(Rijen uit een segmentatiedataset)

____________________

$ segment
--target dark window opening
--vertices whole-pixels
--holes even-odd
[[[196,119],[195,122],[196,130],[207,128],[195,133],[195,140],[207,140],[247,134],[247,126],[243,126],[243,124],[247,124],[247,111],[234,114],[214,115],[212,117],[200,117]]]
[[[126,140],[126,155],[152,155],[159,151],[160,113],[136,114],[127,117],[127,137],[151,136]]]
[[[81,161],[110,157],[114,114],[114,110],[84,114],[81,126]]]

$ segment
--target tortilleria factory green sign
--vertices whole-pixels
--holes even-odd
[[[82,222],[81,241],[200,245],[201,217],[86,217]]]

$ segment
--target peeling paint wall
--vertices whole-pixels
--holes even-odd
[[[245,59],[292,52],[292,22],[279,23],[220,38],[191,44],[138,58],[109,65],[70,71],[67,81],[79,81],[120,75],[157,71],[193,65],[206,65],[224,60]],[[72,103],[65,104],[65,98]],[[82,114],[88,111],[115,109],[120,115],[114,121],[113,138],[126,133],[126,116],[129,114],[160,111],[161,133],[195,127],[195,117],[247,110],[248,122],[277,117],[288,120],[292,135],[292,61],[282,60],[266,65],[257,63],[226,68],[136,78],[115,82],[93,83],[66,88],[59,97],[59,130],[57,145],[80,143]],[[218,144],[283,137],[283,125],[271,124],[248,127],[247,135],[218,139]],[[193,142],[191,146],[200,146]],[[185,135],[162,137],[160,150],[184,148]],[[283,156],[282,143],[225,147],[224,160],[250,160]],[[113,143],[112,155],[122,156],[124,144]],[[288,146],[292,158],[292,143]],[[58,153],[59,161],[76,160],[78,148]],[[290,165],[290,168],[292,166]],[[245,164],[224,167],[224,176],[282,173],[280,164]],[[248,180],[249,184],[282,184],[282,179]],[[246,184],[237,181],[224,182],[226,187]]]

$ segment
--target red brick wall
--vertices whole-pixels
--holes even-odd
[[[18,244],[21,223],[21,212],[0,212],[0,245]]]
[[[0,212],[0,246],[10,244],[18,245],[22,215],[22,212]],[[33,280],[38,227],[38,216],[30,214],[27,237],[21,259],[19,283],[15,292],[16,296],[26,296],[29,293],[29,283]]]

____________________

GESTELDE OPGAVE » Zet de regels vanaf het begin van de records tot en met de regel met "[[[82,222],[81,241],[200,245],[201,217],[86,217]]]" om in een genummerde lijst en laat lege regels weg.

UITWERKING OPGAVE »
1. $ segment
2. --target dark window opening
3. --vertices whole-pixels
4. --holes even-odd
5. [[[196,119],[195,122],[196,130],[207,128],[195,133],[195,140],[207,140],[247,134],[247,126],[243,126],[243,124],[247,124],[247,111],[234,114],[214,115],[212,117],[200,117]]]
6. [[[126,140],[126,155],[152,155],[159,151],[160,113],[136,114],[127,117],[127,137],[151,136]]]
7. [[[81,161],[110,157],[114,114],[114,110],[84,114],[81,126]]]
8. $ segment
9. --target tortilleria factory green sign
10. --vertices whole-pixels
11. --holes even-odd
12. [[[82,222],[81,241],[200,245],[201,217],[86,217]]]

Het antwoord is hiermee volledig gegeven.